-- START OF Material provided --
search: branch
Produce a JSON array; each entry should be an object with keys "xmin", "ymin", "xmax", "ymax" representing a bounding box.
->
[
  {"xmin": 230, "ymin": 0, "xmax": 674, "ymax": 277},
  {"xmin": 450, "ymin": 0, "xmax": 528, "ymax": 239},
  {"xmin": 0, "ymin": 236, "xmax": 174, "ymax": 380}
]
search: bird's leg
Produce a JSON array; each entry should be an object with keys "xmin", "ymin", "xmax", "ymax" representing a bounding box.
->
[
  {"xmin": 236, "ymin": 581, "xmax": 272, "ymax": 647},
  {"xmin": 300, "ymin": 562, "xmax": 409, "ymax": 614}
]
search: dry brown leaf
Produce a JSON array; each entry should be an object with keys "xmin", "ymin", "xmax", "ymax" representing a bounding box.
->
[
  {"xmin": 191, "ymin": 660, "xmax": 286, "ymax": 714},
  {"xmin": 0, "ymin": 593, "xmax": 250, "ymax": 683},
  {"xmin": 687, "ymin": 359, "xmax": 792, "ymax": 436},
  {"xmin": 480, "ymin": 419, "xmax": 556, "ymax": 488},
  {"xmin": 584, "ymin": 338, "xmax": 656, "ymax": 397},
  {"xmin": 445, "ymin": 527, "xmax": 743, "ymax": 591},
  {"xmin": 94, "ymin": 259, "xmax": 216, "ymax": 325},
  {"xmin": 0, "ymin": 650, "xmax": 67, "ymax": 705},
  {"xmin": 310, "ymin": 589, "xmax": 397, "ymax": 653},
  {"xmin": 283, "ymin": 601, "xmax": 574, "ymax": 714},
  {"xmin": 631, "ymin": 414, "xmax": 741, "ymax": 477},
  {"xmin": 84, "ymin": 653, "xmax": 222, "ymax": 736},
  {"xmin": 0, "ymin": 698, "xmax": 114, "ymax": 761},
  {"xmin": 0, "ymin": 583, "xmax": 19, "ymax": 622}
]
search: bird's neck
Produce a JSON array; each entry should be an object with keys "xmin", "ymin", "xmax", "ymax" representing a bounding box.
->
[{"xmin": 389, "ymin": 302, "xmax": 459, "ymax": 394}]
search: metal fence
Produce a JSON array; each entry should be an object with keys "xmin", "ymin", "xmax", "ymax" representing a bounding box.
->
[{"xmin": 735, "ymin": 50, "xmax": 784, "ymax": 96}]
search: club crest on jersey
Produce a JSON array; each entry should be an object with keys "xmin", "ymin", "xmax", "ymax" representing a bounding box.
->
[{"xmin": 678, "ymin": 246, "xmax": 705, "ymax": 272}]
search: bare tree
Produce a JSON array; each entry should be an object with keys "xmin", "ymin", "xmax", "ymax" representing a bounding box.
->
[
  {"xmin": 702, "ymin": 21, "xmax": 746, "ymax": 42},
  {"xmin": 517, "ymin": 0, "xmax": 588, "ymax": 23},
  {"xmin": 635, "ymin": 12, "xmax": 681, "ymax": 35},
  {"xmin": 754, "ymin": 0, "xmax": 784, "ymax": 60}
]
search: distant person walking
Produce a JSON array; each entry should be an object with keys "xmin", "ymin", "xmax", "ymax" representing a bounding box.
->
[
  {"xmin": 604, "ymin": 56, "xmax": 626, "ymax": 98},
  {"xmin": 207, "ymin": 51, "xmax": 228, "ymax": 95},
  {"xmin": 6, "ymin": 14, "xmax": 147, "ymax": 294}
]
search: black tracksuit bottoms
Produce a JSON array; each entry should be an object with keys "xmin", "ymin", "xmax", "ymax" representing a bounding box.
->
-- END OF Material provided --
Copy all of the material above word for word, leaving nothing out and changing nothing.

→ **Finished exercise**
search: branch
Produce a JSON array; each entry should be an object with keys "xmin", "ymin", "xmax", "ymax" representing a bounding box.
->
[
  {"xmin": 230, "ymin": 0, "xmax": 674, "ymax": 277},
  {"xmin": 450, "ymin": 0, "xmax": 528, "ymax": 239},
  {"xmin": 0, "ymin": 236, "xmax": 174, "ymax": 380}
]
search: bird's leg
Produce a JSON array; each entry should be an object with keys "xmin", "ymin", "xmax", "ymax" representing a bounding box.
->
[
  {"xmin": 236, "ymin": 581, "xmax": 272, "ymax": 647},
  {"xmin": 300, "ymin": 562, "xmax": 409, "ymax": 614}
]
search: dry brown leaf
Produce a JSON array; each entry should be an object with keys "xmin", "ymin", "xmax", "ymax" representing a bounding box.
->
[
  {"xmin": 191, "ymin": 660, "xmax": 286, "ymax": 714},
  {"xmin": 0, "ymin": 593, "xmax": 250, "ymax": 683},
  {"xmin": 687, "ymin": 359, "xmax": 792, "ymax": 436},
  {"xmin": 480, "ymin": 419, "xmax": 556, "ymax": 488},
  {"xmin": 584, "ymin": 338, "xmax": 656, "ymax": 397},
  {"xmin": 445, "ymin": 527, "xmax": 743, "ymax": 591},
  {"xmin": 94, "ymin": 259, "xmax": 216, "ymax": 325},
  {"xmin": 0, "ymin": 650, "xmax": 67, "ymax": 705},
  {"xmin": 310, "ymin": 589, "xmax": 397, "ymax": 653},
  {"xmin": 283, "ymin": 601, "xmax": 574, "ymax": 714},
  {"xmin": 631, "ymin": 414, "xmax": 741, "ymax": 477},
  {"xmin": 84, "ymin": 653, "xmax": 222, "ymax": 736},
  {"xmin": 0, "ymin": 698, "xmax": 114, "ymax": 761},
  {"xmin": 0, "ymin": 583, "xmax": 19, "ymax": 622}
]
search: bird's neck
Produce a JSON array; each entry should be an object with keys "xmin", "ymin", "xmax", "ymax" representing a bounding box.
->
[{"xmin": 389, "ymin": 302, "xmax": 459, "ymax": 394}]
search: metal fence
Produce a JSON array; each entry should be an object with keys "xmin", "ymin", "xmax", "ymax" representing a bounding box.
->
[{"xmin": 735, "ymin": 50, "xmax": 784, "ymax": 96}]
search: club crest on jersey
Produce a JSON array; each entry should be an object with keys "xmin", "ymin", "xmax", "ymax" representing a bounding box.
->
[{"xmin": 678, "ymin": 246, "xmax": 705, "ymax": 272}]
search: bare tree
Produce a JSON array; each entry should be an object with keys "xmin", "ymin", "xmax", "ymax" representing a bounding box.
->
[
  {"xmin": 702, "ymin": 21, "xmax": 746, "ymax": 42},
  {"xmin": 517, "ymin": 0, "xmax": 588, "ymax": 23},
  {"xmin": 635, "ymin": 12, "xmax": 681, "ymax": 35},
  {"xmin": 754, "ymin": 0, "xmax": 784, "ymax": 60}
]
search: distant person walking
Produce a JSON array; each entry should be an object with keys "xmin", "ymin", "xmax", "ymax" representing a bounding box.
->
[
  {"xmin": 604, "ymin": 56, "xmax": 626, "ymax": 98},
  {"xmin": 207, "ymin": 51, "xmax": 228, "ymax": 95},
  {"xmin": 6, "ymin": 14, "xmax": 147, "ymax": 294}
]
search: black tracksuit bottoms
Produce a JSON array; each entry should be an object with keys "xmin", "ymin", "xmax", "ymax" representing a bounding box.
->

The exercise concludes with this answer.